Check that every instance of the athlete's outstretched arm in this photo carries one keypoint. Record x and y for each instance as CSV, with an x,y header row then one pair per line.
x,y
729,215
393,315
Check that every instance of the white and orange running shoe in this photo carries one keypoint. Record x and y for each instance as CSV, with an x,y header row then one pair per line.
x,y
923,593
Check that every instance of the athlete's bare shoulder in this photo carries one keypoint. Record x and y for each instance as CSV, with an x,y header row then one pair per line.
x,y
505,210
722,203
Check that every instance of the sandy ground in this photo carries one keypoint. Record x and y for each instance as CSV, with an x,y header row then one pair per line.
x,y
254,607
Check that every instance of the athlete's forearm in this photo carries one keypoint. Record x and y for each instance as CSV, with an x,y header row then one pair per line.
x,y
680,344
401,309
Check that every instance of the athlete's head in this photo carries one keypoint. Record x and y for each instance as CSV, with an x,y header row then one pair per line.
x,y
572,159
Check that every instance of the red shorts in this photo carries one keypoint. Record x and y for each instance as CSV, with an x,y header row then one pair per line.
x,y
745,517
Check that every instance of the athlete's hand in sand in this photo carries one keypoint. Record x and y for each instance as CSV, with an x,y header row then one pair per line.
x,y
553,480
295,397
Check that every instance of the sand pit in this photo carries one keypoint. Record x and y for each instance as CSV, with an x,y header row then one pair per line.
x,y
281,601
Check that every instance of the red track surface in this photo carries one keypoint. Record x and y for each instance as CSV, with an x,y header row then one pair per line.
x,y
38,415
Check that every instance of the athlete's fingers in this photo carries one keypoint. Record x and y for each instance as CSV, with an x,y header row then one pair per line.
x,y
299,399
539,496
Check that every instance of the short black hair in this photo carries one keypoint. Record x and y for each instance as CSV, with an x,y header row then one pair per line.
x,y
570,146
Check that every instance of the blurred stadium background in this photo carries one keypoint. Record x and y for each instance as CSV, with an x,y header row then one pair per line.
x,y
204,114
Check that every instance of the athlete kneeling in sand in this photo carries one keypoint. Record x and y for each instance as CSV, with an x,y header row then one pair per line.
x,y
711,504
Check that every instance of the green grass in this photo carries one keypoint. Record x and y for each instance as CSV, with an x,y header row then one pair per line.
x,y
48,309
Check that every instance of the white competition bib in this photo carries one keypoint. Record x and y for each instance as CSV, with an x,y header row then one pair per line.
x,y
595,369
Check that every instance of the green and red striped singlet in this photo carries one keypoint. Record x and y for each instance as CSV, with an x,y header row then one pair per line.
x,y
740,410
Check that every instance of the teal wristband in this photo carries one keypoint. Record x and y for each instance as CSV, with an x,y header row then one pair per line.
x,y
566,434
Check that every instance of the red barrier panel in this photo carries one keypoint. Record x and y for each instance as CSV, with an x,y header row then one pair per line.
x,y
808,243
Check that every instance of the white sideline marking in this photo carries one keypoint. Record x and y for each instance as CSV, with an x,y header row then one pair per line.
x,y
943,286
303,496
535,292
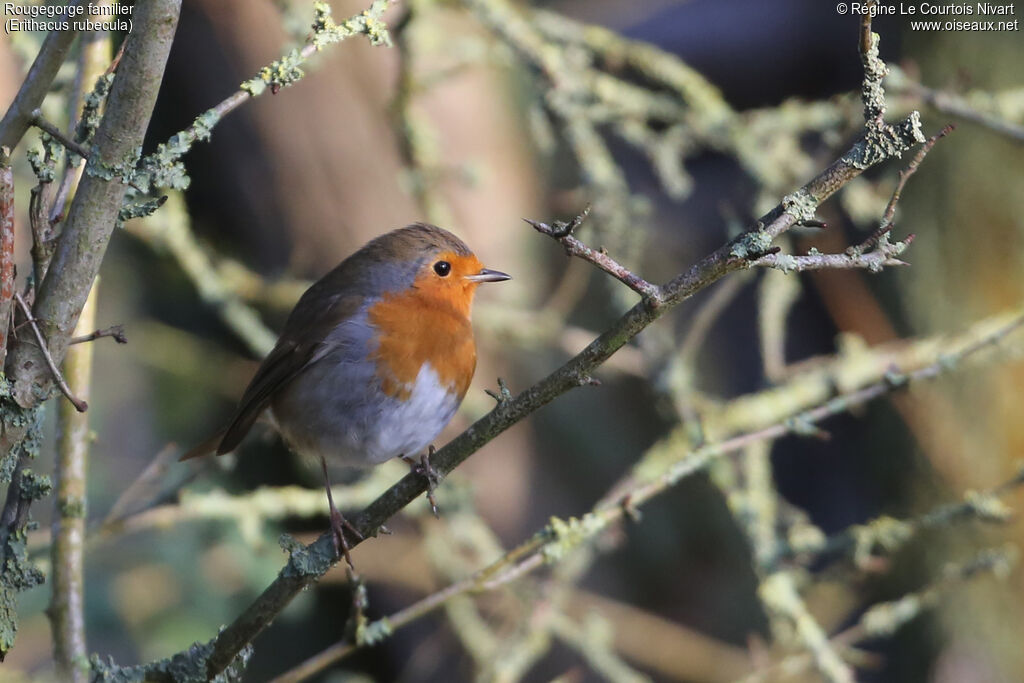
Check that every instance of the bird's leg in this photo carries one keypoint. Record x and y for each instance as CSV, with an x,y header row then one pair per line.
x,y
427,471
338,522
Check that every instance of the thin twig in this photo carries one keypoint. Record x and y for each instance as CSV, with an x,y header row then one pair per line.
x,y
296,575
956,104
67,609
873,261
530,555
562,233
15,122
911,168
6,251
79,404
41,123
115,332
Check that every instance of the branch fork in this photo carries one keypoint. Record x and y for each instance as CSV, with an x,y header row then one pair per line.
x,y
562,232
========================================================================
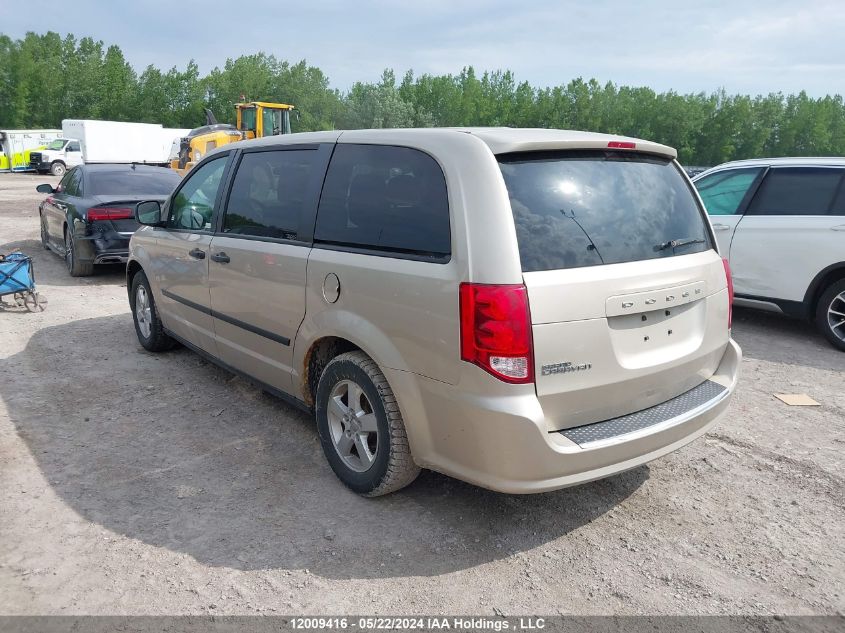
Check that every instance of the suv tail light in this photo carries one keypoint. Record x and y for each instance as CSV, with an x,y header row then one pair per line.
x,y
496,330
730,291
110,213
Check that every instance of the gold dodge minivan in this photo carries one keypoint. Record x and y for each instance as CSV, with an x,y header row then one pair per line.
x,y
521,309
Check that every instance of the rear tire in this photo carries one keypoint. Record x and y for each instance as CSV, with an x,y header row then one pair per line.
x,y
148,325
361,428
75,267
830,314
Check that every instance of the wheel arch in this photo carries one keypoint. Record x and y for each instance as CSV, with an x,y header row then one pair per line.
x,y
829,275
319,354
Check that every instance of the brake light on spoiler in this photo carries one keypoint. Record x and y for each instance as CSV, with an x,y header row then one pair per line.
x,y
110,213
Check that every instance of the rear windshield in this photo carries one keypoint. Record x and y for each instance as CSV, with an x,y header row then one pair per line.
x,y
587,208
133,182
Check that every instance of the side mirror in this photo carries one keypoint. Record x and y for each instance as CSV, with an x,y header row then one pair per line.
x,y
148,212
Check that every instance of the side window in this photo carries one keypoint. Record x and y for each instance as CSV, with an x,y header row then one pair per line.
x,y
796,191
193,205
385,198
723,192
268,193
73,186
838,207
========================================================================
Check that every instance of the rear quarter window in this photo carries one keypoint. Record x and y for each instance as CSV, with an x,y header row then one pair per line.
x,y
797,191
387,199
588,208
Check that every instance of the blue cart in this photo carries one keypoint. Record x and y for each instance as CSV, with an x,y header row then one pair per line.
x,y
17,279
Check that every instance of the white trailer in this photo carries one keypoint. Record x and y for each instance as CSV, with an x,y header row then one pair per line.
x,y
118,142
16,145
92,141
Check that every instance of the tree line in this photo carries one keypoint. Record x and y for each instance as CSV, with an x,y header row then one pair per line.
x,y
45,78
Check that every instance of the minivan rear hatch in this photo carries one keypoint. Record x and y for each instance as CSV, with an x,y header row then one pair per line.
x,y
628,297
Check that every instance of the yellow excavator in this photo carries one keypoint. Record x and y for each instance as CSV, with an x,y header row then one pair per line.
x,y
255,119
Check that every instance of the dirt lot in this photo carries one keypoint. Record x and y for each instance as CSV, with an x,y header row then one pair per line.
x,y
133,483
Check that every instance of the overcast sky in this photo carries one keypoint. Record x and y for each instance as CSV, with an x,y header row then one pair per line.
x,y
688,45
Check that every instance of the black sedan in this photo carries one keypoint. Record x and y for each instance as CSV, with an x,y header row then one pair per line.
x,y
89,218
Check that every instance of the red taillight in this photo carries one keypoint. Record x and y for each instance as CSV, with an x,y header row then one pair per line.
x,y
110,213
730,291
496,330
========================================================================
TASK.
Pick out every line of the material above that contains the string "athlete", matching case exactly, and copy each such line in full.

THE RESULT.
Check that every instance of the athlete's outstretched arm in this photo carries one keypoint. Record x and y for each instance as CSV, with an x,y header row then one pair per line.
Check that every instance of the athlete's bare shoulder in this photo carries one keypoint. Record x and y for each instance as CSV, with an x,y header row then one pair per line.
Check that every instance of the athlete's forearm in this photo carries one keypoint. Record x and y for each instance as CSV, with an x,y header row then one pair per line.
Check that every instance of the athlete's head in this photo carries one keypoint. Record x and y for each instance as CSV, with an x,y header row then one pair per line.
Check that every instance of the athlete's hand in sand in this photo carries one keypoint. Record x and y for each instance as CSV, with an x,y header row then one pair per line.
Check that every instance of the athlete's fingers in this photo carries one keypoint. Record x and y for each instance as CSV, with an x,y header row then one pair per line.
Check that every instance of the athlete kneeling in sand in this photo carries one keypoint. Record x and y for each instance as CSV, with an x,y header row then one pair per line.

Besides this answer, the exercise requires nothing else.